== Work request ==
Using the data below, copy out all lines with the word "pole".

== Records supplied ==
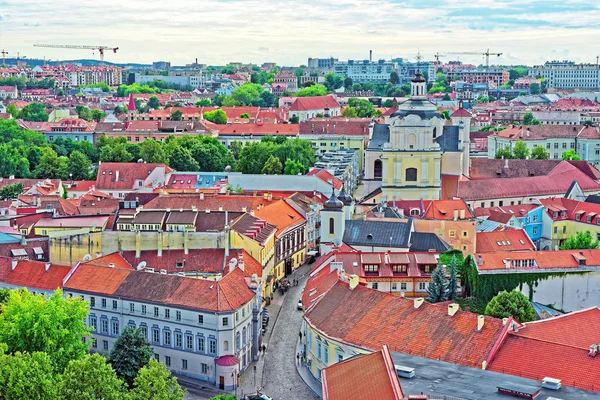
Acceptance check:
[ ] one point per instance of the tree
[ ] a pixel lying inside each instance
(152, 151)
(272, 166)
(11, 192)
(534, 88)
(34, 112)
(131, 352)
(26, 376)
(78, 165)
(520, 150)
(154, 381)
(312, 91)
(54, 325)
(570, 154)
(540, 153)
(580, 241)
(91, 378)
(217, 116)
(452, 279)
(176, 115)
(438, 287)
(293, 167)
(511, 304)
(153, 103)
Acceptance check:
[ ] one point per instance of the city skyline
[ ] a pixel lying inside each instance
(526, 32)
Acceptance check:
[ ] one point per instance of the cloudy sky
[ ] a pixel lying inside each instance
(288, 32)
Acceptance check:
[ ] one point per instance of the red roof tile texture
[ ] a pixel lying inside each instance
(368, 318)
(556, 347)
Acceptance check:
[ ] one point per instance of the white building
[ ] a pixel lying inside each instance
(203, 329)
(568, 75)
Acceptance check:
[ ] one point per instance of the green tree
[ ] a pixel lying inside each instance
(540, 153)
(580, 241)
(78, 165)
(26, 376)
(176, 115)
(570, 154)
(311, 91)
(153, 103)
(217, 116)
(54, 325)
(154, 381)
(272, 166)
(181, 160)
(131, 352)
(152, 151)
(91, 378)
(520, 150)
(452, 279)
(34, 112)
(293, 167)
(511, 304)
(438, 287)
(11, 192)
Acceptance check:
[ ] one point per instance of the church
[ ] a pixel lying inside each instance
(408, 154)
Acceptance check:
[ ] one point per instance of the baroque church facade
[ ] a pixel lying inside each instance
(408, 154)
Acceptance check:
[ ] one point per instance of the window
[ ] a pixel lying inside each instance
(115, 328)
(411, 175)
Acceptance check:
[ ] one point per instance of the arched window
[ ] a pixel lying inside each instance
(377, 169)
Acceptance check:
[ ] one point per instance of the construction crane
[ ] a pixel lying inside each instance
(100, 49)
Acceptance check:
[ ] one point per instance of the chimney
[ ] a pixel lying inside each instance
(353, 281)
(418, 301)
(452, 309)
(480, 322)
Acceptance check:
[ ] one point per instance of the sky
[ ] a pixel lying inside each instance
(288, 32)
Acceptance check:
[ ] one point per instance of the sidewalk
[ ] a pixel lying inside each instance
(306, 376)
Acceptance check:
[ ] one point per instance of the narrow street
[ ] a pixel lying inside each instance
(280, 379)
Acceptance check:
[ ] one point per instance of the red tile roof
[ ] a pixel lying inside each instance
(556, 347)
(506, 240)
(314, 103)
(227, 294)
(363, 377)
(369, 319)
(33, 274)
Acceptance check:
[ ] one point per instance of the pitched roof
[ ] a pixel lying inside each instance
(556, 347)
(314, 103)
(33, 274)
(505, 240)
(227, 294)
(362, 377)
(369, 319)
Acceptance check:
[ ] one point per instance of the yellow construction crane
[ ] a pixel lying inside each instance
(100, 49)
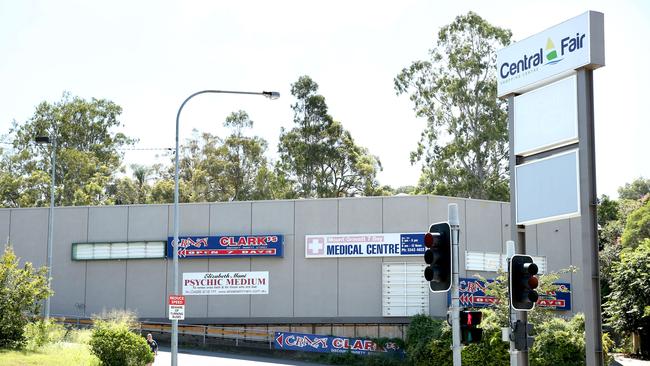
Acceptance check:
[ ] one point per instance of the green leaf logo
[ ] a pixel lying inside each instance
(551, 53)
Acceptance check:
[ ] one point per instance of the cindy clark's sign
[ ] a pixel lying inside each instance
(551, 54)
(227, 246)
(364, 245)
(226, 283)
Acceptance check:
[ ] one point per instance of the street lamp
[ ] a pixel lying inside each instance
(270, 95)
(50, 223)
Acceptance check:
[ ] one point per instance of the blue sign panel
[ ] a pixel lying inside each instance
(472, 294)
(412, 244)
(227, 246)
(326, 344)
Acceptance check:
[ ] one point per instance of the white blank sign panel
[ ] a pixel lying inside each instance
(546, 117)
(548, 189)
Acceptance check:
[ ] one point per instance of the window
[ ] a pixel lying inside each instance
(405, 292)
(118, 250)
(492, 262)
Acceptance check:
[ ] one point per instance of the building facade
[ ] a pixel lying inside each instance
(300, 290)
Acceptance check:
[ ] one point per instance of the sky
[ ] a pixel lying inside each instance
(148, 56)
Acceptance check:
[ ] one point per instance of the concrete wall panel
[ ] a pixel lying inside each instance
(194, 219)
(316, 282)
(482, 225)
(405, 214)
(105, 286)
(273, 217)
(107, 223)
(279, 301)
(148, 222)
(29, 235)
(232, 218)
(145, 287)
(360, 216)
(68, 276)
(195, 305)
(228, 305)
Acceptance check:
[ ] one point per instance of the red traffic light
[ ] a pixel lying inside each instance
(431, 240)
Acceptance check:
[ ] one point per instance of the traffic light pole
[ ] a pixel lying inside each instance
(517, 233)
(454, 223)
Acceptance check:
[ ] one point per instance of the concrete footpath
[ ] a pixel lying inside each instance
(204, 358)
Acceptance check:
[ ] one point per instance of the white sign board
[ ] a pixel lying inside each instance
(364, 245)
(551, 54)
(176, 307)
(546, 117)
(548, 189)
(226, 283)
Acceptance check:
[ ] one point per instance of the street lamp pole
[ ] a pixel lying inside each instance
(270, 95)
(50, 223)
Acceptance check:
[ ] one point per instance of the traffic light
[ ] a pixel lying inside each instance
(523, 282)
(469, 321)
(438, 257)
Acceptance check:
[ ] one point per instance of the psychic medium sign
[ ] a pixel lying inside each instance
(226, 283)
(227, 246)
(364, 245)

== Problem solution ==
[ ] one point per instance of the traffic light pole
[ ] one point per instance of the street lamp pole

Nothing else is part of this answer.